Stated exercise: Transcribe the lines below without change, starting at the line that contains "search: dark storm cloud" and continuing through the final line.

Exercise material:
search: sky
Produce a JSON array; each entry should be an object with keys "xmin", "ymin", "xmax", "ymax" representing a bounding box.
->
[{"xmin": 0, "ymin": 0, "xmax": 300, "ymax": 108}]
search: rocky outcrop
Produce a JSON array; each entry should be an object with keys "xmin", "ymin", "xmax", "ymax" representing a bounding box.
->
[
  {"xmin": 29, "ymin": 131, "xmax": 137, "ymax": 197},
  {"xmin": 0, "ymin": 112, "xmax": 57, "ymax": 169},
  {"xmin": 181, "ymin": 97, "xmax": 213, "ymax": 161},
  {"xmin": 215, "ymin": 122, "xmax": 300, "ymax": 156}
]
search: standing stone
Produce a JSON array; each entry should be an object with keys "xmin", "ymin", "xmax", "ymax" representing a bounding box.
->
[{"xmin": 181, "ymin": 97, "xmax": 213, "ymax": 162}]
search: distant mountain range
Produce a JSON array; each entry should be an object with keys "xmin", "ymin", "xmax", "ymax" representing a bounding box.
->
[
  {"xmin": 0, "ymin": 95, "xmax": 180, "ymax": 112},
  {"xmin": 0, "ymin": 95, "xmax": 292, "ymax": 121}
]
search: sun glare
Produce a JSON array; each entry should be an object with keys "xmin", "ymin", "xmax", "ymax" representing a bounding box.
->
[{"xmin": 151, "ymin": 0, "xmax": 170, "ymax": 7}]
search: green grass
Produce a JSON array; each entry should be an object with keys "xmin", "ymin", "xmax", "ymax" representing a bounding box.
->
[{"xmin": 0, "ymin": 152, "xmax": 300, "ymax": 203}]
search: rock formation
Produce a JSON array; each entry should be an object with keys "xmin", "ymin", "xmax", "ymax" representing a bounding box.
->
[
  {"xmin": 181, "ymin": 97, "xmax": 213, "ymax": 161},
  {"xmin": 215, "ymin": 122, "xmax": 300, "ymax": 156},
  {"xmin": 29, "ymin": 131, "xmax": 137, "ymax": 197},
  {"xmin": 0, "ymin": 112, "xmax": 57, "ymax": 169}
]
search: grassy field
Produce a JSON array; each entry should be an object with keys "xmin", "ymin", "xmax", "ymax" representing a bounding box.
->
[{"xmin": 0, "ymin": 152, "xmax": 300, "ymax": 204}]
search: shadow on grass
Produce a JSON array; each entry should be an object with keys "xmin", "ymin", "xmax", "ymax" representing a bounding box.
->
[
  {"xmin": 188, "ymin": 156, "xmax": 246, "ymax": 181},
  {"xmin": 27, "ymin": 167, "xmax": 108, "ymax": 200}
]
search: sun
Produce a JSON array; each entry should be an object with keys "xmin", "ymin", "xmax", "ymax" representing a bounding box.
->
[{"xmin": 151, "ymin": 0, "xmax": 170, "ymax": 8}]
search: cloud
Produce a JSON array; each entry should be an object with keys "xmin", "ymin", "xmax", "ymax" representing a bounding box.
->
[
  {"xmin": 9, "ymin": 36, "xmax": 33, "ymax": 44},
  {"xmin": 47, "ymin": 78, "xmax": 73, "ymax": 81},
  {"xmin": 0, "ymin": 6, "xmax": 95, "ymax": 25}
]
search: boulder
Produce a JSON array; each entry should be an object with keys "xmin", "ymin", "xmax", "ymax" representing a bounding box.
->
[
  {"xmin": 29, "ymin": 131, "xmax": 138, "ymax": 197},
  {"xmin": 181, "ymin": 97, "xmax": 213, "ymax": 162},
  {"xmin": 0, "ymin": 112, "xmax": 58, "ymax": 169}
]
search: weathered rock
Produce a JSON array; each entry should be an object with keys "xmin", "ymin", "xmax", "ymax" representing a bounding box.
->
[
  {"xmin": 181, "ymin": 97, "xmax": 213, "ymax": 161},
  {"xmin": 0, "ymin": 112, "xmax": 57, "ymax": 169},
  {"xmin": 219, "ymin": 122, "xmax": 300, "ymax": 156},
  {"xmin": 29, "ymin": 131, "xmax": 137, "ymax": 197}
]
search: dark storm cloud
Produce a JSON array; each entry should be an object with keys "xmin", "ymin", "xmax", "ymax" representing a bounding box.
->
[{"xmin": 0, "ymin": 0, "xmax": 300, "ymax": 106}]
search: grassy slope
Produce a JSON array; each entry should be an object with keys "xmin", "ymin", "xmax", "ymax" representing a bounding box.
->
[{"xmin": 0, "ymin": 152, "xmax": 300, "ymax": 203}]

Task output:
search: dark storm cloud
Produce a JSON array; each entry should be an object with keys "xmin", "ymin", "xmax", "ymax" representing a bounding box.
->
[{"xmin": 0, "ymin": 0, "xmax": 300, "ymax": 106}]
search: grassy slope
Produce a JSON array; each entry should be an object with keys "xmin", "ymin", "xmax", "ymax" representing a bounding box.
->
[{"xmin": 0, "ymin": 152, "xmax": 300, "ymax": 203}]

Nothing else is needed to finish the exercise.